» EXCERPT
•••

Sunoco's leading argument in support of its construction is that the patents "express[ly]" define the term "gasoline" in a manner that excludes "'liquid streams in the refinery[.]'" (D.I. 191 at 1-2; see also D.I. 176 at 2-3; Tr. at 56) In support, Sunoco points to the following emphasized portions of the specification of the '302 patent (which are found in the section entitled "Detailed Description of the Exemplary Embodiments"):

The term "tank farm" is meant to encompass any facility that contains a number of large storage tanks for petroleum products, from which petroleum tanker trucks are filled. Such facilities typically contain multiple storage tanks that separately contain various types and grades of gasoline, including reformulated gasoline as that term is typically used in the gasoline business, and the various grades of reformulated gasoline. The tanks may also contain more specialized petroleum products. Each of these various types and grades of gasoline and specialized petroleum products, is capable of being blended according to the present invention, and is thus encompassed within the term "gasoline." . . . .

•••

» RECORDS SUPPLIED
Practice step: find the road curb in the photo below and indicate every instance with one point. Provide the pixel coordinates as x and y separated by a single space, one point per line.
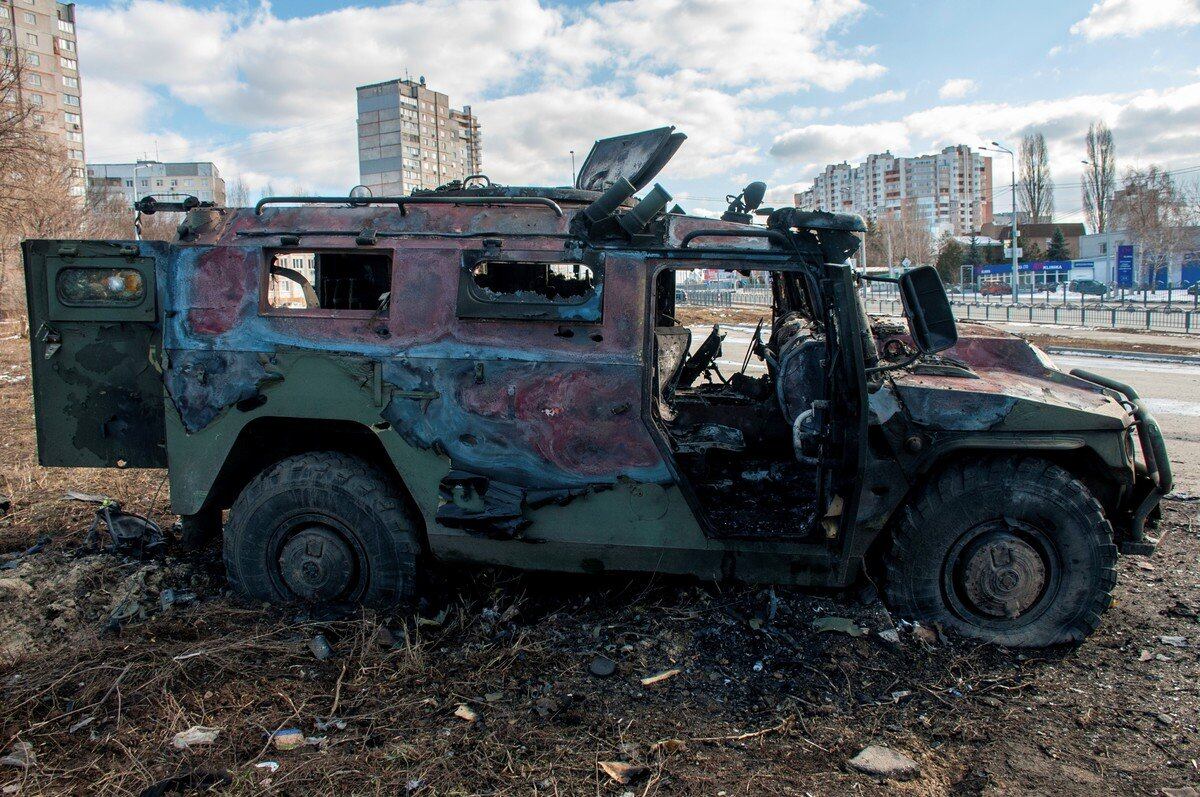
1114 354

•••

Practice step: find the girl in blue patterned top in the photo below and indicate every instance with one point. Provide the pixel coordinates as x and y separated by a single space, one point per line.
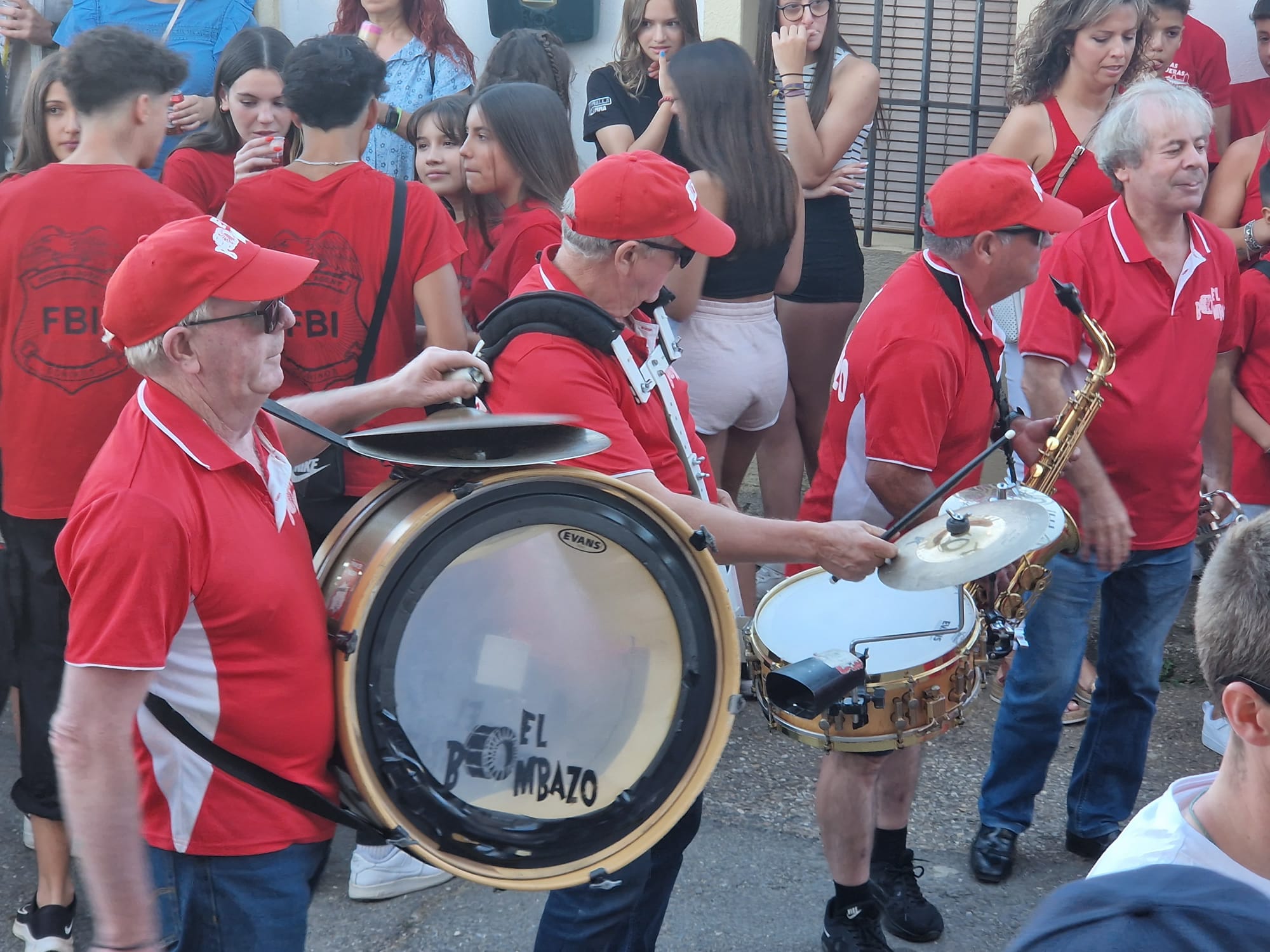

•••

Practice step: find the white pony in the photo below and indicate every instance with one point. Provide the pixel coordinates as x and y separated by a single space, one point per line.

•••

» WHAT THE TASK REQUIRES
Answer these questions about the Sunoco patent excerpt:
1. What does Sunoco say the patents' definition of "gasoline" leaves out?
2. What is the title of the section of the '302 patent's specification where the cited portions appear?
3. According to the excerpt's definition of "tank farm," what are petroleum tanker trucks filled from?

» RESPONSE
1. Liquid streams in the refinery.
2. "Detailed Description of the Exemplary Embodiments."
3. Large storage tanks for petroleum products.